TASK STATEMENT:
List every line below that contains the word "hand", copying each such line in full.

RECORDED INFORMATION:
• • • • • • •
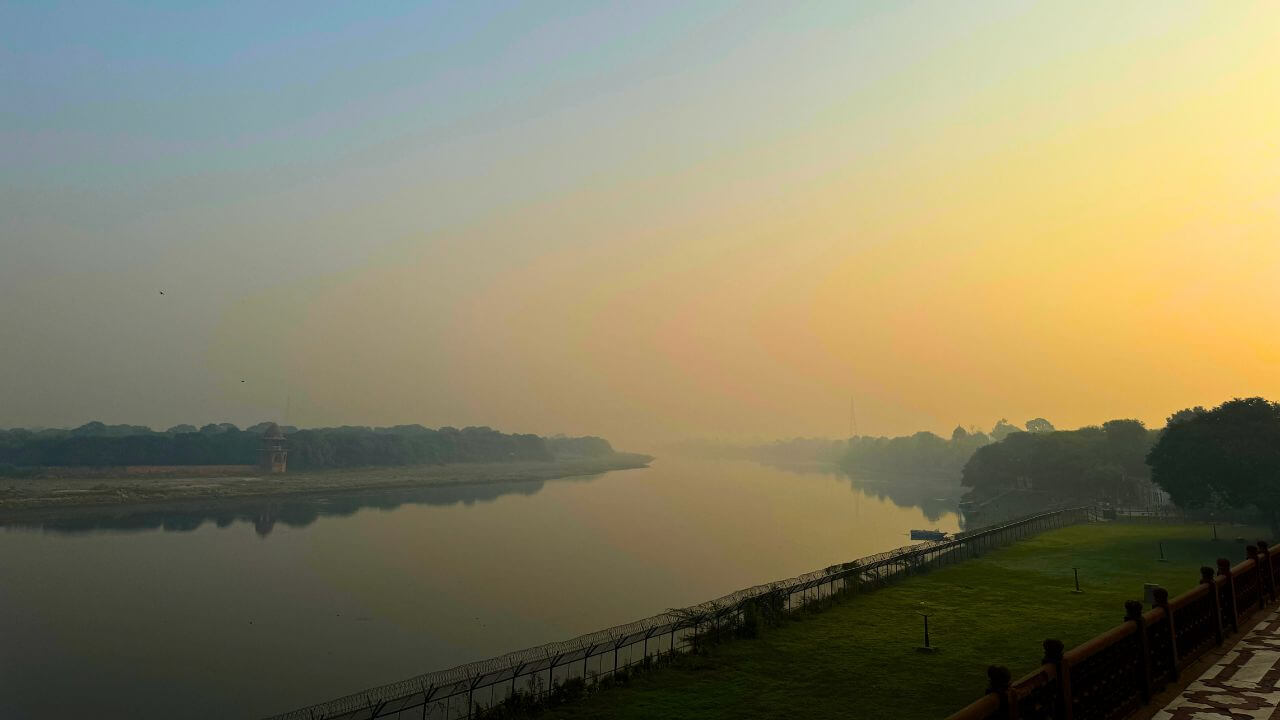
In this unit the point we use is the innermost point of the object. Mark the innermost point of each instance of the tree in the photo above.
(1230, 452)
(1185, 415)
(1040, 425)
• • • • • • •
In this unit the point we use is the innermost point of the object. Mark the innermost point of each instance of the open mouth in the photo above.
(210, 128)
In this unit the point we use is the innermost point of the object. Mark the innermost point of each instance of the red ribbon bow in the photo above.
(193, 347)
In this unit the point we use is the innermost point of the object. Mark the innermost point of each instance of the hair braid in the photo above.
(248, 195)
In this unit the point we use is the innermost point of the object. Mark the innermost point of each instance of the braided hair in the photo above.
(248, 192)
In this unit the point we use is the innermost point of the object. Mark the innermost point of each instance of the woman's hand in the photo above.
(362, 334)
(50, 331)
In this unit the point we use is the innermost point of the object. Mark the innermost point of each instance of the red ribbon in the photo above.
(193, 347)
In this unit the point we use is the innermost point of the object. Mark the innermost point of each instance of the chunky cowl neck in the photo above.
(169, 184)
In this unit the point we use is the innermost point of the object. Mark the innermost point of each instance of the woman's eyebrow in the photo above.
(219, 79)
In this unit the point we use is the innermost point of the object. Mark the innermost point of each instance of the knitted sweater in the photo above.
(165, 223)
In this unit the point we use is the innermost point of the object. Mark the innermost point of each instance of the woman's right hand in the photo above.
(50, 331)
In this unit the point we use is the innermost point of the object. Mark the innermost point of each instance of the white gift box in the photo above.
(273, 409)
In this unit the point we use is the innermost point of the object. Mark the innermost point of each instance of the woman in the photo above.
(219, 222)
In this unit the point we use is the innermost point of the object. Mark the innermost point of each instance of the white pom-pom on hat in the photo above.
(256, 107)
• • • • • • •
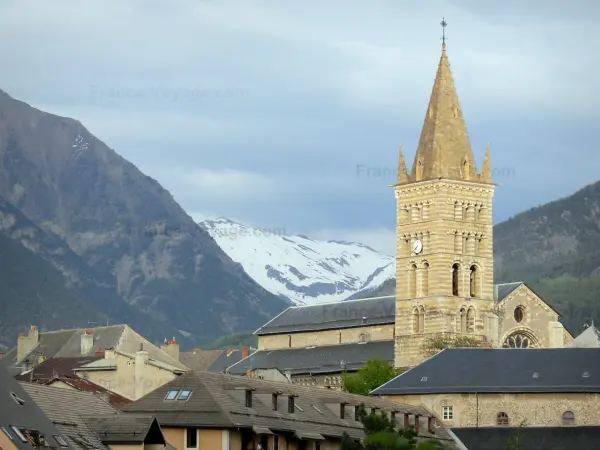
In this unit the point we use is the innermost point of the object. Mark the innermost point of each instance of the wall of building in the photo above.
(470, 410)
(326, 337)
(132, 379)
• • • • • • •
ANSWER FOR THIS EXERCISE:
In this unit the point we use is the innermost point of the object. Mark the innermost point of each instance of the woman's hand in the photo above.
In this unit the point we use is the innermost point of the object. Mark the innermost point of each instance of the woman's right hand in the photo above.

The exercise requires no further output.